#### [ASSIGNED TASK]
Could you give the entries back exactly as they stand, minus any pictures?

START TASK DATA

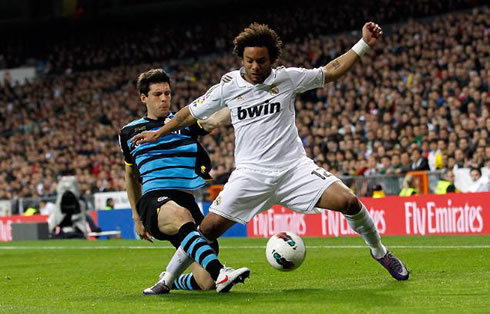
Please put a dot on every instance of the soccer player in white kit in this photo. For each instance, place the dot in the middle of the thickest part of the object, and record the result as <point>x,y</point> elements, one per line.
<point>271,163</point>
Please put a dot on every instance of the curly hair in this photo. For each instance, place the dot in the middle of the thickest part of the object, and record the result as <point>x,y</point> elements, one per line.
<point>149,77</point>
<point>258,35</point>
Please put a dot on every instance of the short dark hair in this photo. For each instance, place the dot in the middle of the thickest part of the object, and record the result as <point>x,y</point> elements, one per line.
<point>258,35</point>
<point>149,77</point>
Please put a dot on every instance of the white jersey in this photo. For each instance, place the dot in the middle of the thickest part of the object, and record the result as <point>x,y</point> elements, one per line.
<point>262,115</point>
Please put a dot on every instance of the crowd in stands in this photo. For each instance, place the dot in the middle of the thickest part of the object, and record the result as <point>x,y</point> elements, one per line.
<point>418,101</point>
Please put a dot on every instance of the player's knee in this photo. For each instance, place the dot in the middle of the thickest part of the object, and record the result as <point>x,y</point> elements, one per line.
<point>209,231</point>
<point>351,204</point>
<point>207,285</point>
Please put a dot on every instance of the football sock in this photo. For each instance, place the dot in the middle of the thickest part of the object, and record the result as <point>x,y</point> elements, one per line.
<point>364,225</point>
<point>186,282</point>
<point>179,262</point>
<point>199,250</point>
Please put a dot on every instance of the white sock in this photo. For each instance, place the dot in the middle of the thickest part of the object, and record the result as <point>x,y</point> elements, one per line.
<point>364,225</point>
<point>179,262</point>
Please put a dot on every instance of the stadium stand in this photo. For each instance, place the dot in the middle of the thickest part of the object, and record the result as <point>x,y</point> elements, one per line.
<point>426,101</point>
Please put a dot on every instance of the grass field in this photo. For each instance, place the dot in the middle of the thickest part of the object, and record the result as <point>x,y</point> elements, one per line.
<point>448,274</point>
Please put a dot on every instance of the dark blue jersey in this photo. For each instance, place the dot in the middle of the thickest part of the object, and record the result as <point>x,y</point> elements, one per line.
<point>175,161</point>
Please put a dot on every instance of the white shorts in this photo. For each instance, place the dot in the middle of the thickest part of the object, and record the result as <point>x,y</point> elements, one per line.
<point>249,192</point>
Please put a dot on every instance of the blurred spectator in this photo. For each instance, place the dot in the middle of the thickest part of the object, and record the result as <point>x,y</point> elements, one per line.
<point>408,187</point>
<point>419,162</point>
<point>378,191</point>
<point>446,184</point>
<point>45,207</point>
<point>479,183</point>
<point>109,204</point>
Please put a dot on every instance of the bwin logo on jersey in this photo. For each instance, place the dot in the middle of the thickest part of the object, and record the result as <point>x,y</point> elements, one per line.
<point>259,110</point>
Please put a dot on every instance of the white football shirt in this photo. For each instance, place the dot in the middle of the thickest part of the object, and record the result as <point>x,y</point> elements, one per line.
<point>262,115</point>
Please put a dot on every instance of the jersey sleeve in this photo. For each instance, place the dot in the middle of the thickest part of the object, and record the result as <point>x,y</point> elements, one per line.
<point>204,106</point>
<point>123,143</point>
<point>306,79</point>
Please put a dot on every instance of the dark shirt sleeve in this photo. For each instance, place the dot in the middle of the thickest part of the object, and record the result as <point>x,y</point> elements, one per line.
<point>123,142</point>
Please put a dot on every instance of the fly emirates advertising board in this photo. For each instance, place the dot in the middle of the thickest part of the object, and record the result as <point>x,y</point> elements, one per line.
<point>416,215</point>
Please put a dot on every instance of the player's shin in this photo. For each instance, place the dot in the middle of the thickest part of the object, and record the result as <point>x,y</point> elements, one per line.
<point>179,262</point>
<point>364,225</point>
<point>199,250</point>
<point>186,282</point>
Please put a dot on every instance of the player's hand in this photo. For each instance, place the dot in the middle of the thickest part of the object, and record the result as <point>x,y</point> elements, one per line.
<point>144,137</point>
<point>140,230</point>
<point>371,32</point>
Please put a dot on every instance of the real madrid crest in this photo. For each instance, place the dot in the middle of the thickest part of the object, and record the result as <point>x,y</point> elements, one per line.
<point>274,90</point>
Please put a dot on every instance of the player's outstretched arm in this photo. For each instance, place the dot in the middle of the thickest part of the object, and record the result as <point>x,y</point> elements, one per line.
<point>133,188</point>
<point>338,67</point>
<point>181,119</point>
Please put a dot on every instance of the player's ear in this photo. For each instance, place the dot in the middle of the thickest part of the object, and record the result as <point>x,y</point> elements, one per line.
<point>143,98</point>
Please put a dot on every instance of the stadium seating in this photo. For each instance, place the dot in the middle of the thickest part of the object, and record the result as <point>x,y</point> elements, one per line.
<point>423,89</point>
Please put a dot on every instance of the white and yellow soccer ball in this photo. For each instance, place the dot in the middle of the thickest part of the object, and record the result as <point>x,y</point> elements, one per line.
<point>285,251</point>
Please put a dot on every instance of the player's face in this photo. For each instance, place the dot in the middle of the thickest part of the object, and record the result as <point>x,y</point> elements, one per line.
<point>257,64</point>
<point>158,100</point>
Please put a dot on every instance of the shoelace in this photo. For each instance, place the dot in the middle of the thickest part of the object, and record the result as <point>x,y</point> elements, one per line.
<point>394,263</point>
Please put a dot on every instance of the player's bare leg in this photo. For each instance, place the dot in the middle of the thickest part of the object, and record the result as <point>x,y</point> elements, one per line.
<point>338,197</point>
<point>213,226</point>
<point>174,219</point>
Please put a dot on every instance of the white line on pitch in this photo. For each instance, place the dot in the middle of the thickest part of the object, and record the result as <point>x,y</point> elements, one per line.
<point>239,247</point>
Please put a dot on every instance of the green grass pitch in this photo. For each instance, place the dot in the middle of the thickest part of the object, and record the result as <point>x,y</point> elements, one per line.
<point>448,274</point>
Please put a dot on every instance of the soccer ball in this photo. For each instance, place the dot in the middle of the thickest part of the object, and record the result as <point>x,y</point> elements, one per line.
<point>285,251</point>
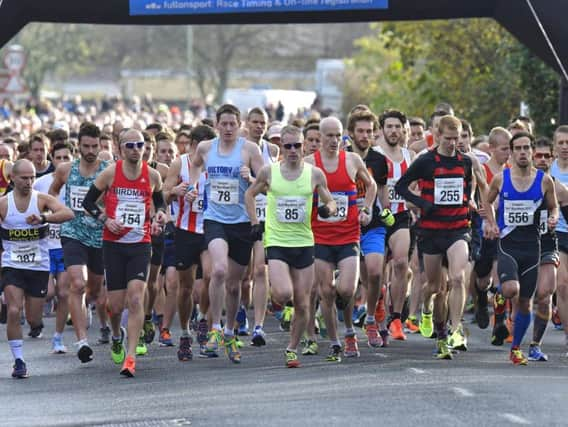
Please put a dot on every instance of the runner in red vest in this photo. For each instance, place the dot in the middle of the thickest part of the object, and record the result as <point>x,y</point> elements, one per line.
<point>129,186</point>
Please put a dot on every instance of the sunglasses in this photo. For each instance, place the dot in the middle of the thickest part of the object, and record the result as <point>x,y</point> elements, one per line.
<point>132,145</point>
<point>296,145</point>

END TASK DATA

#### [WRITTEN ANSWER]
Please put a dot on every instance of the soccer player in white kit in this photo. For each instance, place the dot in the middle of the thickest part of the object, and record the result as <point>x,y</point> elements, one per line.
<point>271,163</point>
Please put a dot on every instance of the curly hair in this photo. For each instance, place the dot in the middle of the thickest part of the object, and record the result as <point>x,y</point> elements, one per line.
<point>149,77</point>
<point>258,35</point>
Please put a dot on every instance of the short dark hair in this photo. For each instance, place the dot in the middle of the thickest part of the object, and record the result as <point>x,y</point> elements, one per line.
<point>258,35</point>
<point>149,77</point>
Please put a dot on every instance of the white jersey in this photo. For each instance, place the dot in the middle of the thickest part of the object, and record the result as <point>x,y</point> elements, one per line.
<point>262,115</point>
Please put a dot on every instance of the crowd in stands in this photo. For each instance, place the dot in the middle of the thickest part of the object, and record the result as <point>x,y</point> elements, one per line.
<point>418,101</point>
Please put a dot on every instance of the player's knee in this photo. For each instance, place the dot in the middle of the thickest part of the object, and record the result as <point>x,y</point> elements, one per line.
<point>209,231</point>
<point>351,204</point>
<point>207,285</point>
Please put a dot on every instance of the football sock in this photo. For each instance, place the dot in the middle of the thickest part of the object, and record the result as <point>x,y</point> elements, one per line.
<point>364,225</point>
<point>186,282</point>
<point>179,262</point>
<point>199,250</point>
Please put a dot on every instance of the white sock in this photo. For each instance, place the dot in the middle of the thickest part of the object, and record the result as <point>x,y</point> elements, one per line.
<point>364,225</point>
<point>179,262</point>
Please put a dot on every instance of the stadium stand in this photo. For each instance, place the dot in the middle of the thickest part of the object, and record the result as <point>x,y</point> elements, one per line.
<point>426,101</point>
Please put a dot on every instance of the grass field in this photo. For each instance, place the dot in the middle of the thickest part of the object, and record the result as <point>x,y</point> elements, one per line.
<point>448,274</point>
Please put a dot on every instance of the dark blue jersey in this photo. For each instance, place the dot in the middle of the thickest part of the object, and record the result as <point>x,y</point> elements, one per line.
<point>175,161</point>
Please put a dot on every instance of the white shorts in this photo. For each instance, place the dot in the middle of the thickest part of the object, and record the result as <point>x,y</point> elements, one per line.
<point>249,192</point>
Please put a dot on every instance of the blurred spectator in this photo. For each instance, place the dot in the middle of the thickest part of the object, and record the result as <point>x,y</point> elements, one per line.
<point>408,187</point>
<point>419,162</point>
<point>378,191</point>
<point>446,184</point>
<point>45,207</point>
<point>479,183</point>
<point>109,204</point>
Please put a dot on every instance of the bwin logo on jersey in this photo. For each instance, place the dot in the middle of the thickest part of the object, and record the result as <point>x,y</point> elements, one per line.
<point>259,110</point>
Please put a dot on every instance of the white football shirt in this photo. For each instance, place the dot in the middle of the thickest part of the object, and record the result as <point>x,y</point> elements, one per line.
<point>262,115</point>
Please put a dot on every instance of the jersey sleeve in this photo. For each instance, place the dot in the middle of the thickest part of the object, and record the result as <point>x,y</point> elements, one per line.
<point>204,106</point>
<point>123,143</point>
<point>306,79</point>
Please put a dot on every instance of the dark shirt sleeve in this photo. For each instance, place the dot in the middle of the thickest part of the object, and record the result as <point>x,y</point> elements, one per line.
<point>123,142</point>
Please put a dot on every instance of the fly emirates advertising board in this photo. For each instance, place the dot in the middle of the thickest part of the object, and record the result as <point>x,y</point> elements, one per line.
<point>416,215</point>
Please put a dot on every instance of the player's shin in this photo. For each instance, place the dot in the middle of the thickest part of the object, and record the result as <point>x,y</point> elements, one per line.
<point>179,262</point>
<point>364,225</point>
<point>199,250</point>
<point>186,282</point>
Please put a dot on every instance of the player's hand in this photo. For each instance, place the dot in the middle of the thickest part of the object, and record the result as <point>x,y</point> elements, one per line.
<point>144,137</point>
<point>140,230</point>
<point>371,32</point>
Please put a dot on every instance of the real madrid crest in this photo. For each instance, place the dot in the middle of the thickest part of the object, and record the result as <point>x,y</point> elements, one per line.
<point>274,90</point>
Please put a dot on every instance of the player's outstretched arm in this photo. For each instance, place the dot in the middle of the thickest part of the object, and record the result as <point>x,y</point> elements, one per line.
<point>133,188</point>
<point>338,67</point>
<point>181,119</point>
Please put a dot on every instance of the player's ear in this photo. For each instance, place the dot in the middle of the thickest part of the object, and record the result as <point>x,y</point> elements, one per line.
<point>143,98</point>
Please put a dot on every instance of the stadium seating in this photo. For each instance, place the dot in the middle of the thickest part of the object, and record the result as <point>x,y</point> elements, one per line.
<point>423,89</point>
Please put a dot on every instance of the white and yellow soccer ball in this photo. For each instance, place the dot in the middle of the thickest part of the object, and record the result as <point>x,y</point> elements, one per line.
<point>285,251</point>
Please put a dot on every instance of the player's face in this photo. For each instance, place the dot in the middle of the thickest part of the object, and record the result as <point>x,y</point> elements, one per line.
<point>257,64</point>
<point>158,100</point>
Please put a dot on every instance of the shoelace in this photo. For each instance, place the dot in the middle of the thickest part of the object, and record the result as <point>x,y</point> elements, one per line.
<point>394,263</point>
Please put a dot on every instance of the player's bare leg in this photo. For each instance, place the dot in the middle of the thickest part of the object, and record the result as <point>x,y</point> elements, one per line.
<point>338,197</point>
<point>213,226</point>
<point>174,219</point>
Please put a dot on every instance of the white line on pitch in this photo. For each instance, place the dot in the middle of the thickest part of the object, and record the result as <point>x,y</point> elements, one per line.
<point>239,247</point>
Please put a dot on every instance of the green grass pitch in this photo. For each instance, place the dot in the middle of the thickest part of the object, and record the result as <point>x,y</point> elements, one per line.
<point>448,274</point>
Please put a dot on every instance of the soccer ball in this photo. For each instance, place the dot in the middle of the thickest part of the object, and record the result as <point>x,y</point> elements, one per line.
<point>285,251</point>
Please put a dot on every instance of the runner in red vest in this photo. For each instance, place the dot in the middle of the thickest part of the object, and record the result as <point>x,y</point> elements, one per line.
<point>129,186</point>
Please put a dot on every instance of the sunglasses in this photo. For each instance, place the dot in the middle of the thickest part of the object, and record the result as <point>x,y</point> elements, one per line.
<point>132,145</point>
<point>296,145</point>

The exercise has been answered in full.